Exercise 1: According to the mailing list post, which version of thread_mutex.c runs without problems when pool debugging is enabled?
Exercise 2: Count the lines in the records that contain the word "target". Reply with the number only.

Extract provided:
.....

You are viewing a plain text version of this content. The canonical link for it is here.

Posted to dev@apr.apache.org by "William A. Rowe, Jr." <wr...@rowe-clan.net> on 2003/08/22 08:20:29 UTC

RE: unix/thread_mutex.c 1.19 and --enable-pool-debug=yes core dump

My thought is that the existing code is resilient enough without any
cas logic; but I have been waiting for others to take the time to prove
that to themselves before we back down to simple inc/dec/assignment.

My other question - why is it necessary to explicitly use nested locks
within the pool code?  Do we have a nesting issue that could be fixed
and return to more optimal 'default' thread mutexes for pools?

Bill



At 11:13 PM 8/21/2003, Sander Striker wrote:
>> From: Blair Zajac [mailto:blair@orcaware.com]
>> Sent: Thursday, August 21, 2003 11:49 PM
>
>Hi Blair!
>
>> I tracked my core dump down to the following combination.
>> 
>> Using apr CVS HEAD with --enable-pool-debug=yes and with thread_mutex
>> 1.19 or greater causes the coredumps in apr/test/testall I reported in
>> my messages with the subject "testall core dump with apr HEAD".  Backing
>> thread_mutex.c down to 1.18 has no problems with -enable-pool-debug=yes.
>
>The introduction of atomics in the thread_mutex code.  Let's see...
>
>Program received signal SIGSEGV, Segmentation fault.

.....

Dataset records:
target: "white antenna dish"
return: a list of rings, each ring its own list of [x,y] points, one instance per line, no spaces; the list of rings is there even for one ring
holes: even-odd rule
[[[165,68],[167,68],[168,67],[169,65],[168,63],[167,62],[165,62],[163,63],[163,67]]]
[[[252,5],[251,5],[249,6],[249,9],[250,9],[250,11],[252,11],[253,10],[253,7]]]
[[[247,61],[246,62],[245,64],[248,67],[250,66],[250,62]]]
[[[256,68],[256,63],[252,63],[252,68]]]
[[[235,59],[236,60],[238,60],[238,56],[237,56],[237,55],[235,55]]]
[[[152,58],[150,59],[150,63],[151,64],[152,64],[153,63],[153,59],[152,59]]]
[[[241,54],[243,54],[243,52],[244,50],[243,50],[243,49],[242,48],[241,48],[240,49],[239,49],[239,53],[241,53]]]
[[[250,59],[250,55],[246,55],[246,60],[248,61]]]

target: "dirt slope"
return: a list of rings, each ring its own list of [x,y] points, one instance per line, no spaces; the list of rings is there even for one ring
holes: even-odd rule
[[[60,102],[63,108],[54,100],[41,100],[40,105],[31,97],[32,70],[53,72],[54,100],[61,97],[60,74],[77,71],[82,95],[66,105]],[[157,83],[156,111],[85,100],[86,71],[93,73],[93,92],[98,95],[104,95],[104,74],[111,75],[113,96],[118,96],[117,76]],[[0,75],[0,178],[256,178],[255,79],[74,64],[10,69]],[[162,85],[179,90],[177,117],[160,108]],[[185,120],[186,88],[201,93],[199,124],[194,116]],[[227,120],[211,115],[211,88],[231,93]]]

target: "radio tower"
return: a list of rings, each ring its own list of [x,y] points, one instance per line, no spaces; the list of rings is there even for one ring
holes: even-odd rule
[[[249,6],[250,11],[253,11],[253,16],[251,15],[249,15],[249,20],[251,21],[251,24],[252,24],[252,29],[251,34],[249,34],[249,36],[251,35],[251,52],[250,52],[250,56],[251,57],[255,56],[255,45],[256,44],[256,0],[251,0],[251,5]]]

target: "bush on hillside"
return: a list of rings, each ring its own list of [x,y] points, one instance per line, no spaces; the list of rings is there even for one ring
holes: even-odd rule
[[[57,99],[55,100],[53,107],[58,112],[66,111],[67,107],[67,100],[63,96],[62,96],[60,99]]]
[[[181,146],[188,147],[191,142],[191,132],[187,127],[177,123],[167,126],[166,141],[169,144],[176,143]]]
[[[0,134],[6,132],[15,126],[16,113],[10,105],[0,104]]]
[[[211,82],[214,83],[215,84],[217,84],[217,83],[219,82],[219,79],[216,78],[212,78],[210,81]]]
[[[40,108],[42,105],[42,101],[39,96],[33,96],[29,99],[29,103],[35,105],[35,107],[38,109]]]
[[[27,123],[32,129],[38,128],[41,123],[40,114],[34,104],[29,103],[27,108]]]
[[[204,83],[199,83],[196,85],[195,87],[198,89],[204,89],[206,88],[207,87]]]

.....

Full output 1: Version 1.18.

Full output 2: 4